• Trecho fornecido:
A deputada Perpétua Almeida (PCdoB-AC) criticou o projeto. “Essa PEC ficou conhecida com a PEC do Calote. Calote na educação e calote no direito do cidadão que recorreu à Justiça”, disse. O líder do PSB, Danilo Cabral (PE), afirmou que a oposição alertou que o teto criaria problemas. “Na prática, aqueles que conceberam o teto dos gastos que eles mesmos conceberam”, criticou.
Relator da PEC, o deputado Hugo Motta (Republicanos-PB) defendeu que o “crescimento vertiginoso” dos precatórios é insustentável e que a mudança é necessária para o pagamento de R$ 400 a famílias carentes em 2022.
Teto de gastos
Pouco antes, a Câmara dos Deputados aprovou, por 316 votos a 174, mudança no teto de gastos incluída na proposta de emenda constitucional (PEC) dos Precatórios. O texto foi aprovado com apoio dos partidos aliados ao governo e do PSDB, sigla que tenta se cacifar como “terceira via” para disputar a Presidência contra o presidente Jair Bolsonaro.
O espaço para gastos hoje é calculado com base na inflação de julho a junho do ano anterior, mas o governo Bolsonaro pretende mudar o período de correção para ser de janeiro a dezembro do ano anterior – aproveitando que a inflação cresceu no segundo semestre deste ano, o que permitirá que execute mais gastos em 2022, quando ocorrerá a eleição.
Com a mudança no teto, aliados do governo pretendem, além de pagar R$ 400 a 17 milhões de beneficiários do Bolsa Família, aumentar os recursos para obras de indicação dos parlamentares governistas, elevar o fundo eleitoral de R$ 2,1 bilhões para R$ 5 bilhões, cobrir o reajuste de despesas obrigatórias (como salário mínimo) e abrir espaço para outros gastos, como manter a desoneração da folha de salários de 17 setores.

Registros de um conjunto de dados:
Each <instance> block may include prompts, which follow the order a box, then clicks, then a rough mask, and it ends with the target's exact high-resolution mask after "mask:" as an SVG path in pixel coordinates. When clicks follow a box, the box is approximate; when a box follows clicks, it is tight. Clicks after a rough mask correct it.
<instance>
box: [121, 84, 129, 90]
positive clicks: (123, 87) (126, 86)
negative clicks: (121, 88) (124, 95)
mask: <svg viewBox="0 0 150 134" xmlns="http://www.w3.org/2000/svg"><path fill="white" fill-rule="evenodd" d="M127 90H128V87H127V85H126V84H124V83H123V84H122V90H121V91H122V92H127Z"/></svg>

• Requisitos das tarefas:
1 - Responda, com base no trecho sobre a PEC dos Precatórios:
(a) Por quantos votos a Câmara dos Deputados aprovou a mudança no teto de gastos?
(b) De qual partido Danilo Cabral é líder?
(c) De quanto para quanto os aliados do governo pretendem elevar o fundo eleitoral?
2 - Retome o trecho sobre a PEC dos Precatórios e escreva a continuação a partir da última frase.

• Respostas por tarefa:
1 -
(a) Por 316 votos a 174.
(b) Do PSB.
(c) De R$ 2,1 bilhões para R$ 5 bilhões.

2 -
O MDB propôs requerimento para suprimir todas as mudanças no teto. “Esse destaque preserva a responsabilidade fiscal. Dá a oportunidade dos deputados que defendem o liberalismo defendam o teto de gastos”, disse o líder do MDB, Isnaldo Bulhões (AL). “A narrativa sobre o propósito para aprovação dessa PEC é a criação de um programa social para substituir o Bolsa Família. Isso pode ser feito só com a mudança nos precatórios”, afirmou.
O relator, deputado Hugo Motta (Republicanos-PB), defendeu que a pandemia obrigou o governo a antecipar a revisão da regra – a possibilidade de mudar o indexador que corrige o teto em 2026 será revogada caso a PEC seja aprovada. “Esse deputado votou a favor do teto de gastos e entende a necessidade do rigor fiscal, estar com as finanças públicas equilibradas, mas a pandemia prejudicou as famílias e obrigou a antecipação da revisão para 2021”, disse.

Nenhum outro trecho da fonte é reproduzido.